WHAT YOU SHOULD DO:
Give every line of the material again, exactly as written.

DATA LINES:

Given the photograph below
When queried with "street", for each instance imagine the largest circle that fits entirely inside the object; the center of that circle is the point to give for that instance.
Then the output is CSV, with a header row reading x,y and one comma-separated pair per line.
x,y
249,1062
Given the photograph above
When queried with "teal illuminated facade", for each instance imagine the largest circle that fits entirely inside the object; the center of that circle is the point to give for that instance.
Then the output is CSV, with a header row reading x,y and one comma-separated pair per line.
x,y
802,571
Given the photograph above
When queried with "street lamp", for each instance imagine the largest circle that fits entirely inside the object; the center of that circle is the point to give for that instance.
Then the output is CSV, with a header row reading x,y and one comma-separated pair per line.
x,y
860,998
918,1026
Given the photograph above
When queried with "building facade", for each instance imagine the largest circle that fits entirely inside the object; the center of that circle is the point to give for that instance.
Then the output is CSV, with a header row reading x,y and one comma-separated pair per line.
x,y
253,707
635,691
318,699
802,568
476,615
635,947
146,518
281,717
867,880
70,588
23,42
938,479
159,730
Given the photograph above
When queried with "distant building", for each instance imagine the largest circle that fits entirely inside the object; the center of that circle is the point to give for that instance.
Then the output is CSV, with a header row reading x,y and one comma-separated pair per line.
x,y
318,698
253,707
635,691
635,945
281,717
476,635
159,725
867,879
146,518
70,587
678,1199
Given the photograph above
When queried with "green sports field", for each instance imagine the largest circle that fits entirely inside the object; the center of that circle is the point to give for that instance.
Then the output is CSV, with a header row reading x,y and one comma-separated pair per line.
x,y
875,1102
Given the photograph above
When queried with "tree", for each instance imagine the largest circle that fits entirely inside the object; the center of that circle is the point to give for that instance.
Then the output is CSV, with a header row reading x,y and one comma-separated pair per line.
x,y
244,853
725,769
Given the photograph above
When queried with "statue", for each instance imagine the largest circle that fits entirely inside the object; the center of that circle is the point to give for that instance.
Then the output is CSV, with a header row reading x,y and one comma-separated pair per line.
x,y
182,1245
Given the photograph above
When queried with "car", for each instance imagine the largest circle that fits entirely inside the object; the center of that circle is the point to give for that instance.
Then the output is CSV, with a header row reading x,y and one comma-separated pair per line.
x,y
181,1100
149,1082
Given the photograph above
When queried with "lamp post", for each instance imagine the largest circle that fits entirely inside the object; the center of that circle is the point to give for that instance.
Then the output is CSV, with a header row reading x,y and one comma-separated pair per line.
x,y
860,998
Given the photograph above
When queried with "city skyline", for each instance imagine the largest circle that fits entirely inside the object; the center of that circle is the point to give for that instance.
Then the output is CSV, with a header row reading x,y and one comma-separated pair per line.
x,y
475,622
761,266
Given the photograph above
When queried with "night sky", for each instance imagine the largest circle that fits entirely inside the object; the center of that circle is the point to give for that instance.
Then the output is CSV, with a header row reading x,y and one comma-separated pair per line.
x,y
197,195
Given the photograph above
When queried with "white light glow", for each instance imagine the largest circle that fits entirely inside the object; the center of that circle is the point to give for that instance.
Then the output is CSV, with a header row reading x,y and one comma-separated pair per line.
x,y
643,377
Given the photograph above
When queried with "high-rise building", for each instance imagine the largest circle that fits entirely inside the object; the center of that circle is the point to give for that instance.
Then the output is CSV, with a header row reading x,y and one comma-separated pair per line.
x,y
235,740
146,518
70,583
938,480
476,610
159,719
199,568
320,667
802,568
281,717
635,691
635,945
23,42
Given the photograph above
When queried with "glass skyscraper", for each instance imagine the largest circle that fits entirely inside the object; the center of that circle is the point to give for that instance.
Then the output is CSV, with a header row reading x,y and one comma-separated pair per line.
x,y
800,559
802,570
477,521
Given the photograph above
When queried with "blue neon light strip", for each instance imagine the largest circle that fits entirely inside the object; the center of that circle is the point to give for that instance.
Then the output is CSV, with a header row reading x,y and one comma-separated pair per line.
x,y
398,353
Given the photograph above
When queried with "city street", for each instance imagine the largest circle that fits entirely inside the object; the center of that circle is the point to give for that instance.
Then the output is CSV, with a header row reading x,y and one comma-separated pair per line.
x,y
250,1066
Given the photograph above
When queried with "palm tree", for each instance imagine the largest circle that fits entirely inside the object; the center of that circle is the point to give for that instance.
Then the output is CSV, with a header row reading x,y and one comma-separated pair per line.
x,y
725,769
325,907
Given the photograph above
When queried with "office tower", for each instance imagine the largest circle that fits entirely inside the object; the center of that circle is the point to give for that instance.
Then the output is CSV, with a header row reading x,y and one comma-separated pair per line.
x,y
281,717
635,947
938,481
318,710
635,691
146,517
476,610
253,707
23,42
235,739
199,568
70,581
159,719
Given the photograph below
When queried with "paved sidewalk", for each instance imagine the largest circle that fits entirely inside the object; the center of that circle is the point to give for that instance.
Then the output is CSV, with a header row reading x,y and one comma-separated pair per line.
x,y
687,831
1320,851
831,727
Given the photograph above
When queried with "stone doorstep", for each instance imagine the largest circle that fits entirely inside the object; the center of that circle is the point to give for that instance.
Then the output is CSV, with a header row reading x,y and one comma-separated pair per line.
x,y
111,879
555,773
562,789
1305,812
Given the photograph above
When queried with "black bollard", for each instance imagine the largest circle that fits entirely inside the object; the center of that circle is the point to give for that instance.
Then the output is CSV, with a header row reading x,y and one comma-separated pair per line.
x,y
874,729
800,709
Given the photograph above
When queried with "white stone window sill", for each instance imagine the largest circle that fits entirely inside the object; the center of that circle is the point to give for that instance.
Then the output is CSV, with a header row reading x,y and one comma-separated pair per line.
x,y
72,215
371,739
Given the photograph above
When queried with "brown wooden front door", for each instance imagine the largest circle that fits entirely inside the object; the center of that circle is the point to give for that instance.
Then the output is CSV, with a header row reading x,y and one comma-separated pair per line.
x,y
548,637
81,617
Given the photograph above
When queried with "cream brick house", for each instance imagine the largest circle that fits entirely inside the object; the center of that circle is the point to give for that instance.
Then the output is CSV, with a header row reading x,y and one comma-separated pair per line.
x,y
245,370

EXPECTED ANSWER:
Given the photograph below
When queried with "street", for each instance imagine the largest circle that fits entirely inside the object; the center of that circle is the point to give for that instance.
Then the output is CSV, with a header row reading x,y and one comma-separated pair per line.
x,y
249,1062
Given the photograph above
When queried with "teal illuminated facade", for each instance imagine the largest circle that fits entirely inside the object; the center of that circle is the point to give for that instance.
Then the output is CSV, with a header row reading x,y and one comma-separated pair per line.
x,y
802,571
Given the photograph above
When queried with "street lamp", for each instance imagine the largest circle that fits entirely inside the object; the center of that circle is the point to give for that instance.
Then the output is CSV, with a header row reading x,y and one comma-separated pair per line.
x,y
860,998
918,1026
Given the photograph above
When queried with "building facade", for each instance imagine the largest circle that fits entirely inside the object; the center of that circle is the point to give for that instance.
Then the output is CSV, with a header row reading x,y and one comma-separated pair per line.
x,y
253,707
635,691
318,699
802,568
476,615
635,947
146,518
281,717
867,880
70,588
23,42
938,479
159,730
Given the photograph above
When queried with "distant building", for each instance imagine the largest circle that fits entirely inside the object; the center of that circle is the point to give for that instance.
Then the output is CSV, with a header row reading x,y and one comma-separated pair per line.
x,y
318,698
253,707
635,691
635,945
281,717
476,635
159,725
867,879
146,518
70,587
678,1199
Given the photograph above
When queried with "green sports field", for each instance imagine the largest circle that fits entirely inside the object; the center of that circle is the point to give for that instance.
Then the output is CSV, with a header row reading x,y and one comma-separated pair per line.
x,y
875,1102
Given the photograph above
When queried with "tree", for each instance imagine the largest circle that fits entirely inside the object; the center of that circle is the point to give for that instance.
Then the output is CSV, with a header row reading x,y and one comma-separated pair per line.
x,y
244,853
725,769
Given the photograph above
When queried with "statue", for each instance imagine the largest circle that fits entirely inside the object; the center of that circle is the point to give for that instance.
Then the output is CSV, with a header row reading x,y and one comma-separated pair per line.
x,y
182,1245
Given the photograph above
When queried with "car", for each instance imagine the largest circle that fits entirely inside the object; the center of that circle is the point to give for that instance.
Then the output is CSV, with a header row reading x,y and one comma-separated pair per line.
x,y
181,1100
149,1082
Given the photograph above
When queried with "lamp post", for each instance imagine the largest circle that fits entirely inside the object; the center of that circle is the point to give for that instance.
Then the output is CSV, with a header row reading x,y and one comma-separated pair per line.
x,y
860,998
Given the photograph above
When queried with "city skyline", for each instance imagine the largest circle that fits entirely inside the object; the center of that circle is the point to give for that instance.
Then the output is CSV, with a header row reading x,y and one comma-separated pair per line.
x,y
475,622
761,266
Given the photograph above
When queried with "night sky", for each instance imagine the largest circle that fits entirely inside the object; the center of that circle is the point to give for that instance.
Then the output is CSV, with a header row reading x,y and one comma-separated pair per line.
x,y
197,195
Given the photograph above
When queried with "white light glow", for each instance imagine the largest circle that fits entirely inside the object; the center of that circle is the point to give for that instance.
Then the output is CSV, with a header row reading x,y and one comma-separated pair per line.
x,y
643,377
Given the photograph above
When queried with "high-rise building", for each instance imagine the largest circle that fits entirely inside the object; the center of that circle is the point to give for that instance.
Then the output is CSV, with a header row reading x,y and one comma-separated pair per line.
x,y
235,740
146,518
70,583
938,480
476,610
159,719
199,568
320,667
802,568
281,717
635,691
635,945
23,42
Given the photograph above
When queried with "glass skyscraper", for each instance imagine the largest circle that fits entirely inside the object; the center of that circle is the point to give for that instance.
Then the output is CSV, with a header row reading x,y and one comma-separated pair per line.
x,y
800,559
802,570
477,521
Given the photograph above
When queried with "blue neon light strip", for each instance imagine the largest circle that fits entirely inside the object; the center of that circle is the point to give for that instance.
Then the output is CSV, with a header row reading x,y and one comma-separated pair per line.
x,y
398,353
Given the photograph above
When queried with "city street", for each instance imagine the largest circle that fits entirely inside the object; the center of that circle is the point to give for that instance.
Then the output is CSV, with a header row reading x,y and one comma-separated pair per line.
x,y
250,1066
Given the photograph above
When queried with "palm tree", for each instance imagine the largest circle that fits entirely inside the object; the center of that circle is the point to give for that instance.
Then the output is CSV, with a header row reading x,y and one comma-separated pair per line.
x,y
725,769
325,907
Given the photograph above
When queried with "office tower", for each instance imagine the largest circle that fits entirely inside the object; the center of that circle is the point to give for that instance.
Then the output is CSV, with a header row reading x,y and one comma-separated pair per line.
x,y
281,717
635,947
938,481
318,710
635,691
146,517
476,610
253,707
23,42
235,739
199,568
70,581
159,719
Given the photograph below
When queried with "paved sidewalk", for each instance imagine the largest circle that fits entirely inside the object; the center of that circle is the point to give for that instance.
Then the output is CSV, with a header row reading x,y and one comma-separated pair per line.
x,y
687,831
1320,851
831,727
Given the photograph above
When queried with "stone doorstep", for each instance imagine the largest circle that fits entirely inside the object; the center of that circle is the point to give for that instance.
Then the output is CSV, with a header row reading x,y and one comma-separated pair per line.
x,y
111,879
555,773
562,789
1305,812
Given the photograph above
When queried with "black bollard", for each instance imagine the largest circle that fits entirely inside the object; the center of that circle is the point to give for that instance.
Then the output is CSV, with a header row reading x,y and one comma-separated pair per line.
x,y
874,729
800,709
Given the photograph above
When queried with "white stone window sill", for each instance imagine the largest circle that fits entirely inside the object; the center of that circle is the point to give for that instance.
Then the output is CSV, with a header row reading x,y and one comma-separated pair per line.
x,y
72,215
371,739
Given the photograph above
When queried with "brown wooden front door", for each instance imagine the largest circle that fits entirely inside the object; the center of that circle is the point to give for that instance.
Then the output is CSV, with a header row reading x,y and one comma-separated pair per line.
x,y
548,637
81,617
Given the photograph above
When queried with "cream brick house", for each instance imagine the largest circle that fits entirely inside the object; the center of that circle is the point to give for that instance.
Then the output is CSV, with a header row reading x,y and one comma-separated pair per line.
x,y
245,370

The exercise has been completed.